→ **ПИСЬМЕННОЕ ЗАДАНИЕ A**: Выпишите без изменений строки записей, начиная с самой первой и до строки с «[[[17,10],[1,0],[1,15],[15,15]]]» включительно.

→ **ФРАГМЕНТ ТЕКСТА**:
Лев Троцкий

Загребельный М. П.

Лев Троцкий – одна из самых загадочных фигур в истории советского государства. С его именем связаны ключевые события страны – октябрьская революция, приход к власти большевиков, заключение Брест-Литовского мира, гражданская война, «красный террор»… Именно Троцкий помогал Ленину в организации октябрьской революции, а затем стал самой яркой фигурой в большевистском правительстве. Вот что говорил философ Николай Бердяев: «Бесспорно, Троцкий стоит во всех отношениях многими головами выше других большевиков, если не считать Ленина. Ленин, конечно, крупнее и сильнее, он глава революции, но Троцкий более талантлив и блестящ». Так мог ли такой человек не иметь врагов?

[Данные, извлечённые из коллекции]

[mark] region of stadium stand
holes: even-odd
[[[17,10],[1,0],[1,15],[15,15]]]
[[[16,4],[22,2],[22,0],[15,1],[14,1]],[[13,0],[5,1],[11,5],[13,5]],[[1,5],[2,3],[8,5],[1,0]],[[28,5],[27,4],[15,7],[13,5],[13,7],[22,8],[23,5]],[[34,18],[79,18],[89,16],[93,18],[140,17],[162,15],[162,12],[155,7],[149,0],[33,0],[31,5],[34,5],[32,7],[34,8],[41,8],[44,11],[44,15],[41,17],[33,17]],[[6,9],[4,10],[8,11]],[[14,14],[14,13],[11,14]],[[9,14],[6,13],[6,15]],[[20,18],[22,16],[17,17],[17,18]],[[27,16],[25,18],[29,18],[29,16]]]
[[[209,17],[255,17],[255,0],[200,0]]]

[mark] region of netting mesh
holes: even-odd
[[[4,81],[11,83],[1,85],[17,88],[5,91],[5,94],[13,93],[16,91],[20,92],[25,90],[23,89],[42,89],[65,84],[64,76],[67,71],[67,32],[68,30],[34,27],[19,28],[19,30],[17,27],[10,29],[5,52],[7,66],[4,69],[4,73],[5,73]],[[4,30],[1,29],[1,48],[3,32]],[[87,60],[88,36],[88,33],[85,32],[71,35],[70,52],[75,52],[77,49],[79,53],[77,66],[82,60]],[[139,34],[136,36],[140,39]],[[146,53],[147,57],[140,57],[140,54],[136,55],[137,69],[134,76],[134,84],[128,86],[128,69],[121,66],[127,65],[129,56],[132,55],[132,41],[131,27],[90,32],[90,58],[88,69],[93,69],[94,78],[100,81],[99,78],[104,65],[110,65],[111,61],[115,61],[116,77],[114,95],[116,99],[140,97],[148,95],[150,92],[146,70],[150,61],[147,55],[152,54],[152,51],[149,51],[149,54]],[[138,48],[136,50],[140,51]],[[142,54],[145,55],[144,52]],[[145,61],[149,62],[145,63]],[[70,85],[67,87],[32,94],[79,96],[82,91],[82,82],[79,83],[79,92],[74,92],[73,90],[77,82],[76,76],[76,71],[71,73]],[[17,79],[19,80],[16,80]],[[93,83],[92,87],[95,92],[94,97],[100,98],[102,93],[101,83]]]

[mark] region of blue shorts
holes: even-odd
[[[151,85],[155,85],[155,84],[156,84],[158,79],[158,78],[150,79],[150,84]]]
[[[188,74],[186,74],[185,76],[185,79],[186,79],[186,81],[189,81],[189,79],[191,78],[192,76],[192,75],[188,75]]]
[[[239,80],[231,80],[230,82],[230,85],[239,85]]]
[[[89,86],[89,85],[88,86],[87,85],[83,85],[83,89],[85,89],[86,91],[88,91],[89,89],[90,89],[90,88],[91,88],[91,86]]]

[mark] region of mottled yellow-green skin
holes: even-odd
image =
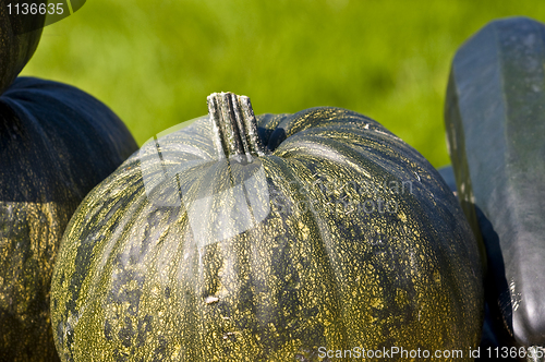
[[[270,213],[235,237],[198,248],[185,207],[147,196],[149,155],[133,155],[84,200],[51,287],[62,361],[327,361],[319,347],[461,349],[470,360],[483,318],[481,262],[433,167],[343,109],[265,114],[258,124],[272,148],[258,158]],[[206,117],[167,135],[165,165],[194,158],[189,146],[213,158],[210,138]],[[177,182],[195,200],[228,176],[201,169]],[[348,185],[365,181],[375,190]],[[410,181],[412,192],[384,181]],[[398,208],[350,207],[367,200]]]
[[[19,77],[0,97],[0,361],[58,361],[53,264],[80,202],[136,143],[74,87]]]

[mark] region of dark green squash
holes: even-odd
[[[0,360],[58,360],[53,262],[83,197],[137,145],[104,104],[72,86],[17,77],[0,97]]]
[[[51,283],[62,361],[469,360],[482,265],[416,150],[346,109],[255,118],[246,97],[208,101],[71,219]]]
[[[31,0],[25,3],[37,3]],[[15,1],[0,0],[0,94],[10,86],[31,60],[41,37],[45,15],[10,14],[8,4]],[[34,29],[28,32],[28,29]]]
[[[458,50],[447,90],[459,197],[486,248],[502,346],[545,346],[544,65],[544,24],[494,21]]]

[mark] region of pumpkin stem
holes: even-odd
[[[257,120],[250,98],[233,93],[213,93],[207,98],[208,114],[213,121],[215,144],[219,158],[244,158],[267,152],[257,133]]]

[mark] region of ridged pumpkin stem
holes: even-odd
[[[208,96],[208,114],[213,121],[219,158],[264,156],[266,149],[257,133],[257,120],[250,98],[233,93],[214,93]]]

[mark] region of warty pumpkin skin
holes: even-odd
[[[137,145],[104,104],[19,77],[0,97],[0,361],[56,361],[49,291],[73,212]]]
[[[346,109],[254,118],[246,97],[208,101],[71,219],[51,283],[62,361],[325,361],[320,347],[470,359],[479,251],[416,150]]]
[[[43,1],[29,0],[24,3],[39,4]],[[12,3],[12,14],[8,4]],[[41,37],[46,16],[15,15],[15,1],[0,0],[0,94],[10,86],[17,74],[31,60]],[[34,29],[28,32],[27,29]]]

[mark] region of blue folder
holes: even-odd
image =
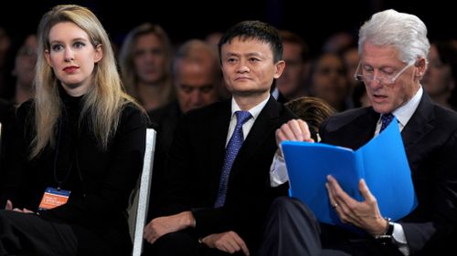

→ **ПИСЬМЕННОЕ ЗАДАНИЕ B**: Замените «философ» на «мыслитель» и приведите отрывок текста о Троцком от слов «Загребельный М. П.» до слов «не иметь врагов?» включительно.

→ **РЕШЕНИЕ A**:
[mark] region of stadium stand
holes: even-odd
[[[17,10],[1,0],[1,15],[15,15]]]

→ **РЕШЕНИЕ B**:
Загребельный М. П.

Лев Троцкий – одна из самых загадочных фигур в истории советского государства. С его именем связаны ключевые события страны – октябрьская революция, приход к власти большевиков, заключение Брест-Литовского мира, гражданская война, «красный террор»… Именно Троцкий помогал Ленину в организации октябрьской революции, а затем стал самой яркой фигурой в большевистском правительстве. Вот что говорил мыслитель Николай Бердяев: «Бесспорно, Троцкий стоит во всех отношениях многими головами выше других большевиков, если не считать Ленина. Ленин, конечно, крупнее и сильнее, он глава революции, но Троцкий более талантлив и блестящ». Так мог ли такой человек не иметь врагов?